The optical engine unit 13 displays a color image according to a field sequential system, laser light of each color from the green laser light source device 22, the red laser light source device 23, and the blue laser light source device 24 is output in sequence in a time division manner, and an image based on the laser light of each color is recognized as a color image because of the after-image effect of a visual sense.

The relay optical system 27 includes collimator lenses 31 to 33 for converting laser light of each color emitted from the green laser light source device 22, the red laser light source device 23, and the blue laser light source device 24 into parallel beam, first and second dichroic mirrors 34 and 35 for guiding the laser light of each color passing through the collimator lenses 31 to 33 into a required direction, a diffusion plate 36 for diffusing the laser light guided by the dichroic mirrors 34 and 35, and a field lens 37 for converting the laser light passing through the diffusion plate 36 into convergence laser.

• [To-do list]:
(a) Please reproduce the optical engine passage word for word, between "The relay optical" and "into convergence laser.", inclusive.
(b) Resume the optical engine passage after its final sentence and keep writing.

• [Entries from a pointing dataset]:
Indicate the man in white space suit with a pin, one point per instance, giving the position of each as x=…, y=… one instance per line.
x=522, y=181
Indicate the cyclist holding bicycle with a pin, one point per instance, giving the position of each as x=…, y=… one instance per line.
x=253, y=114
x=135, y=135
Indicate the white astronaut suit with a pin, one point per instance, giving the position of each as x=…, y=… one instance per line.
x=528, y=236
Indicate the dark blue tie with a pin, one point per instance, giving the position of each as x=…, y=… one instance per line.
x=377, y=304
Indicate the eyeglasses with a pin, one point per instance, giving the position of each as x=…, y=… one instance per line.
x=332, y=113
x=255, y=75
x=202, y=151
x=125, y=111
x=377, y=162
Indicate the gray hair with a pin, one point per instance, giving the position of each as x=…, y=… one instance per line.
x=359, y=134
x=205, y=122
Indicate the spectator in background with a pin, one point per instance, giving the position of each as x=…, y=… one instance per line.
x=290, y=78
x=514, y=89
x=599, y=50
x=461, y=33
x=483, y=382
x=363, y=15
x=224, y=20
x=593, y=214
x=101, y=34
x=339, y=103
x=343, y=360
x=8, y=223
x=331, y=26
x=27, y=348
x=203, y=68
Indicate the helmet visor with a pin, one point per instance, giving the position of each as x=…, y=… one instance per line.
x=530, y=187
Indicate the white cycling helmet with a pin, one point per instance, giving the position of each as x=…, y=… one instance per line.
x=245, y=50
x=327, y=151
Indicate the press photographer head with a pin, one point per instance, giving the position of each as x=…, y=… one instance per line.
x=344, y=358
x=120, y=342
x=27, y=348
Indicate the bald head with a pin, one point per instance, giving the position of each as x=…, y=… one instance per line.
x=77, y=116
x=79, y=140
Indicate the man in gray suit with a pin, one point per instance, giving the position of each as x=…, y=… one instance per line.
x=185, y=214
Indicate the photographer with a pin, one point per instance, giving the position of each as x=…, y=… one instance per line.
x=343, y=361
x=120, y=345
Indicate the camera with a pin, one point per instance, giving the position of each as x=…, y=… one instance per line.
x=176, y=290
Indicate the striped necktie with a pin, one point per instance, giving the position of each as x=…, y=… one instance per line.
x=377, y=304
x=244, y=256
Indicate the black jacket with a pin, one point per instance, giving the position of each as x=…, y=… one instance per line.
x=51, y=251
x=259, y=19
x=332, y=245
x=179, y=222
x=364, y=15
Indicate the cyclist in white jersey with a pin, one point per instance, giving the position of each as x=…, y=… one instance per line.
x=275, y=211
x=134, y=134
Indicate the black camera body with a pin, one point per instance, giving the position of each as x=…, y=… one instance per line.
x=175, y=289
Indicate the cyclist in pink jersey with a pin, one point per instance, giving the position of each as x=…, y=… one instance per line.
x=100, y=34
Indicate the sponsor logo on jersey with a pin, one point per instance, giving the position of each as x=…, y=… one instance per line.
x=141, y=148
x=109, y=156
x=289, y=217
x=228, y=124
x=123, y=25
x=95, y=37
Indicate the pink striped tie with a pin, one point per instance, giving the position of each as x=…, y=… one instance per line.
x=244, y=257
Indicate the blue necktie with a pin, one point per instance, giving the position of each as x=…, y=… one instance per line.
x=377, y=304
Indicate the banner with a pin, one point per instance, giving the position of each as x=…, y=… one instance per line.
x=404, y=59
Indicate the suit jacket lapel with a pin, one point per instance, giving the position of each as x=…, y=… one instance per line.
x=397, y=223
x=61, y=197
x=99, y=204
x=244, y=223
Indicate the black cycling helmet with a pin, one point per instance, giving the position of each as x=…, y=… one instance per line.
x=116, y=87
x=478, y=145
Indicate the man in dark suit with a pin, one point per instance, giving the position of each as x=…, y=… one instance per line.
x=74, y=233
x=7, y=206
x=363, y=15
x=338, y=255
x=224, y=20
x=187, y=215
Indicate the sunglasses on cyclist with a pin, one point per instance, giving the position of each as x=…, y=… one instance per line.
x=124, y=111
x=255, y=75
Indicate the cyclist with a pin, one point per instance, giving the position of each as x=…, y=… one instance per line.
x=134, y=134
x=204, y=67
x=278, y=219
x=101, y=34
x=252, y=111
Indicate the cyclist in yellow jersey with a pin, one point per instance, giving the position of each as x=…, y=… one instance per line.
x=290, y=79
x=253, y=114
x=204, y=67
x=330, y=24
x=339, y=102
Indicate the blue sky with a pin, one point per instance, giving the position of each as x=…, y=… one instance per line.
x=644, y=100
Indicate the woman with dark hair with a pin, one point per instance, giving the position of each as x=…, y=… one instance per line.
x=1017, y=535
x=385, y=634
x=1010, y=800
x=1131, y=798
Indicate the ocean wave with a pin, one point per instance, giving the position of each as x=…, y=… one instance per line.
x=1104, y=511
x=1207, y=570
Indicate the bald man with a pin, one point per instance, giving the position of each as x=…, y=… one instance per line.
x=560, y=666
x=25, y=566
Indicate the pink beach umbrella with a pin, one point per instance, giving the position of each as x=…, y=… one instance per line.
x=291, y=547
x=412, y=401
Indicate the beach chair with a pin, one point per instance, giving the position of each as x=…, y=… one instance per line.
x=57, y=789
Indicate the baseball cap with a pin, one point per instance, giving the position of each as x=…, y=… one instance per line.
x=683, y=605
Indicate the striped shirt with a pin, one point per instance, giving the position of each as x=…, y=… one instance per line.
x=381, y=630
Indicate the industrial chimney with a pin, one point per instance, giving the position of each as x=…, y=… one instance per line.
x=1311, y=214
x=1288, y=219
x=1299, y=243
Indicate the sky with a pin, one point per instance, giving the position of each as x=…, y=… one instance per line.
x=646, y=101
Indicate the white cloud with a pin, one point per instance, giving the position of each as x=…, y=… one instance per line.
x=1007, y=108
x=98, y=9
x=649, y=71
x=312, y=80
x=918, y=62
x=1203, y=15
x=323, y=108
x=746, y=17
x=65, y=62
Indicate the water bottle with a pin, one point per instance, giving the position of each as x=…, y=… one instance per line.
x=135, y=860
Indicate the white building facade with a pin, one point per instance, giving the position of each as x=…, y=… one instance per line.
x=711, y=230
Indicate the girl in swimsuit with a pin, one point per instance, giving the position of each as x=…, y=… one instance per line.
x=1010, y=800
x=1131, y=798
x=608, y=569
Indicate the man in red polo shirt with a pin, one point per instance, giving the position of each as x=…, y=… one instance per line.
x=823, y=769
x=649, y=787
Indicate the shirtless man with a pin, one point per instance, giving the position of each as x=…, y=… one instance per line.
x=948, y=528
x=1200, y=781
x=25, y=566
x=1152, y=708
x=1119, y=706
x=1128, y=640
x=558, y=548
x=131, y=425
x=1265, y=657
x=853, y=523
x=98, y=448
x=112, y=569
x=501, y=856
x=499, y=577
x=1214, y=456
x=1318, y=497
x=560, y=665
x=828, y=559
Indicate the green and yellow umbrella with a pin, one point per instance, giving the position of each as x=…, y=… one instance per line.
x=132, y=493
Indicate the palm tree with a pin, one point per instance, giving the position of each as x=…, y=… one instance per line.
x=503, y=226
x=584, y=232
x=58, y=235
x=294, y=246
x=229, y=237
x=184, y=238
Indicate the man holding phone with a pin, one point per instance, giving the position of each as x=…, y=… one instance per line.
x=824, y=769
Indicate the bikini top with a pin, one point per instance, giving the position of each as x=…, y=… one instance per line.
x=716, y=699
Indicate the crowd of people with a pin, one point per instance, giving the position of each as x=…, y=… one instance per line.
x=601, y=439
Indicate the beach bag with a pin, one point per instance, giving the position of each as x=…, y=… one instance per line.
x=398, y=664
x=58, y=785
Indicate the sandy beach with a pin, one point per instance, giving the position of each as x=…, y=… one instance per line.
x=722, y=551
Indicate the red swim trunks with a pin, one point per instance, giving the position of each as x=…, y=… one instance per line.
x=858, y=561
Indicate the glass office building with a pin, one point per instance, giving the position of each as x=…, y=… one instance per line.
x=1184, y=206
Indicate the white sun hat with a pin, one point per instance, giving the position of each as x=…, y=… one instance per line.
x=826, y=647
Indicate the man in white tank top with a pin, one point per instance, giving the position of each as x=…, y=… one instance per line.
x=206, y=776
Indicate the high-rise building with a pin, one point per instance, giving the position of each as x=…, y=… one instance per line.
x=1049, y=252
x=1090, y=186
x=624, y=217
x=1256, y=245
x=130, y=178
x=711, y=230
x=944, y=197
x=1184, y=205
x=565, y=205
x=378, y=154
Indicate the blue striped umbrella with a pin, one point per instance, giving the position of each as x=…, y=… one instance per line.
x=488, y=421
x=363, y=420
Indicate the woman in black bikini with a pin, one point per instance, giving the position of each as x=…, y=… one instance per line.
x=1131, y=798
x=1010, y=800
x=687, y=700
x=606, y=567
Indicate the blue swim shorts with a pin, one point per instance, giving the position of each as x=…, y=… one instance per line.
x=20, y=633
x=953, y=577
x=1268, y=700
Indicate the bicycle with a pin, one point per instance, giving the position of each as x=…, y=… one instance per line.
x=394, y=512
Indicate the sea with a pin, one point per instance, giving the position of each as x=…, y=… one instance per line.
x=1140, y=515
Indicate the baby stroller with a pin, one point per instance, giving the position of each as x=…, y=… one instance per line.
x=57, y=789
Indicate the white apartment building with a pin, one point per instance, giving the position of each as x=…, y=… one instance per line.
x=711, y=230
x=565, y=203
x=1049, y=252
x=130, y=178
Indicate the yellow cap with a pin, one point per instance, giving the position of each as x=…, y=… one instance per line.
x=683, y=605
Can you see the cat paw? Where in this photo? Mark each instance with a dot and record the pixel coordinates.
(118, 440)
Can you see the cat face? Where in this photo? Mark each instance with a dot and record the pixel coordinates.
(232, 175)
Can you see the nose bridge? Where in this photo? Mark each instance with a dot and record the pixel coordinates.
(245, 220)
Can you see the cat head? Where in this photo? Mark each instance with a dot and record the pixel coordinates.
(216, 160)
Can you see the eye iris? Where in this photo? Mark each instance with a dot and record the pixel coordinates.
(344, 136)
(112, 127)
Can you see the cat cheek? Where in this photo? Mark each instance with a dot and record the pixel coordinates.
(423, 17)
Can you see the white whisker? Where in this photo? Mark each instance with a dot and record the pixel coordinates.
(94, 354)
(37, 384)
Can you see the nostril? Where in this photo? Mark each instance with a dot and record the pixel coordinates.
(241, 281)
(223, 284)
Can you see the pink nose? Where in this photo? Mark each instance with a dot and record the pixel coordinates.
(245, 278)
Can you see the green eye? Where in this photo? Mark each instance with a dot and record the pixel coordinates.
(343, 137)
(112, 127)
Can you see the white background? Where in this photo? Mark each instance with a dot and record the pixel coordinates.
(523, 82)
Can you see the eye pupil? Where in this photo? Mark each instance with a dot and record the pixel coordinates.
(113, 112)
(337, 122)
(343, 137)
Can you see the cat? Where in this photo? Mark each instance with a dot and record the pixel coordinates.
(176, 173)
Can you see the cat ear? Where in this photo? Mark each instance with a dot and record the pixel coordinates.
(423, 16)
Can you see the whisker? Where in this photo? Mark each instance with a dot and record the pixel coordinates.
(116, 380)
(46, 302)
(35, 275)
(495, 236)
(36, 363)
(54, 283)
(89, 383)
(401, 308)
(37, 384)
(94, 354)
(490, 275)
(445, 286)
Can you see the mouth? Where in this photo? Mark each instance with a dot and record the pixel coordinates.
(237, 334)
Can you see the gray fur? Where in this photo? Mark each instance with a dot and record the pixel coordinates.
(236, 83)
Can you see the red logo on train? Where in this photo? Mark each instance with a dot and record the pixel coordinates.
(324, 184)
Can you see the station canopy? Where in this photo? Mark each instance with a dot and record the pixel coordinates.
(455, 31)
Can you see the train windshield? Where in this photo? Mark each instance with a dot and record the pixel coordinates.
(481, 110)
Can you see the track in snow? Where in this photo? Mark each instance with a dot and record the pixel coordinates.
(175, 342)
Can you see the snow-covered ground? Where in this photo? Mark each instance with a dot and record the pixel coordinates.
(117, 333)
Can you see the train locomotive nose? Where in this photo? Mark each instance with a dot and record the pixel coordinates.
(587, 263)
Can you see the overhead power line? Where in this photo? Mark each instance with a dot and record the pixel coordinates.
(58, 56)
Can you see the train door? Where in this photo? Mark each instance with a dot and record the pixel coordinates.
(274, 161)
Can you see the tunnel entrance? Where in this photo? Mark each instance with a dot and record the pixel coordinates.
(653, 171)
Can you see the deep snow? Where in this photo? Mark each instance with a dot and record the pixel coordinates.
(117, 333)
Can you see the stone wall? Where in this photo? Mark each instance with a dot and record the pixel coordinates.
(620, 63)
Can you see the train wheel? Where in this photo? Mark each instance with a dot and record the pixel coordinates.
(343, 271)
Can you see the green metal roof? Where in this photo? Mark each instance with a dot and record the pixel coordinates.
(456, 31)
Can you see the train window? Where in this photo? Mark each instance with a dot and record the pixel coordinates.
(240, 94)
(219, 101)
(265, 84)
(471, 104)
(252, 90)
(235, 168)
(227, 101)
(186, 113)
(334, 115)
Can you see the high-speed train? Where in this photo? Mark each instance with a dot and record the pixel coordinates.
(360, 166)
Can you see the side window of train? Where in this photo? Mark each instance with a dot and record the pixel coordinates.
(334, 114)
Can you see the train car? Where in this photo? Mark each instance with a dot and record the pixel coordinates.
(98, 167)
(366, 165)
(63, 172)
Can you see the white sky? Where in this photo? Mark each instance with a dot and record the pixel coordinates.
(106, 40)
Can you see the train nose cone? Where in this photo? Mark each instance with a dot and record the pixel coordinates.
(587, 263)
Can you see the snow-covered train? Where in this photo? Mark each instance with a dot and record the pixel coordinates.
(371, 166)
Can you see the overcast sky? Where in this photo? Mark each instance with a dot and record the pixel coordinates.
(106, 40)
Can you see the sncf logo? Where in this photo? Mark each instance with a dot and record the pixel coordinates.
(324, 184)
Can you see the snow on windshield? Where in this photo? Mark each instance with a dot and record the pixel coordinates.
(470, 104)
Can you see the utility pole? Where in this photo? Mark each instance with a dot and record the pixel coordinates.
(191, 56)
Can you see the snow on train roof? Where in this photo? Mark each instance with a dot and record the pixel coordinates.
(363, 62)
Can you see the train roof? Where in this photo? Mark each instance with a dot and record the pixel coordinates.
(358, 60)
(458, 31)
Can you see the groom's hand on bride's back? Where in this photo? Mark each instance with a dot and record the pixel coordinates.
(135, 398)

• [Replies]:
(a)
The relay optical system 27 includes collimator lenses 31 to 33 for converting laser light of each color emitted from the green laser light source device 22, the red laser light source device 23, and the blue laser light source device 24 into parallel beam, first and second dichroic mirrors 34 and 35 for guiding the laser light of each color passing through the collimator lenses 31 to 33 into a required direction, a diffusion plate 36 for diffusing the laser light guided by the dichroic mirrors 34 and 35, and a field lens 37 for converting the laser light passing through the diffusion plate 36 into convergence laser.

(b)
Assuming that the side where laser light is emitted from the projection optical system 28 to the screen S is the front, blue laser light is emitted toward the back from the blue laser light source device 24, green laser light and red laser light are emitted from the green laser light source device 22 and the red laser light source device 23 so that the optical axis of the green laser light and the optical axis of the red laser light are orthogonal to each other relative to the optical axis of the blue laser light, and the blue laser light, the red laser light, and the green laser light are guided into the same optical path by the two dichroic mirrors 34 and 35. That is, the blue laser light and the green laser light are guided into the same optical path by the first dichroic mirror 34 and the blue laser light, the green laser light, and the red laser light are guided into the same optical path by the second dichroic mirror 35. Each of the first and second dichroic mirrors 34 and 35 is formed on a surface with a film for transmitting and reflecting laser light of a predetermined wavelength. The first dichroic mirror 34 transmits the blue laser light and reflects the green laser light. The second dichroic mirror 35 transmits the red laser light and reflects the blue laser light and the green laser light.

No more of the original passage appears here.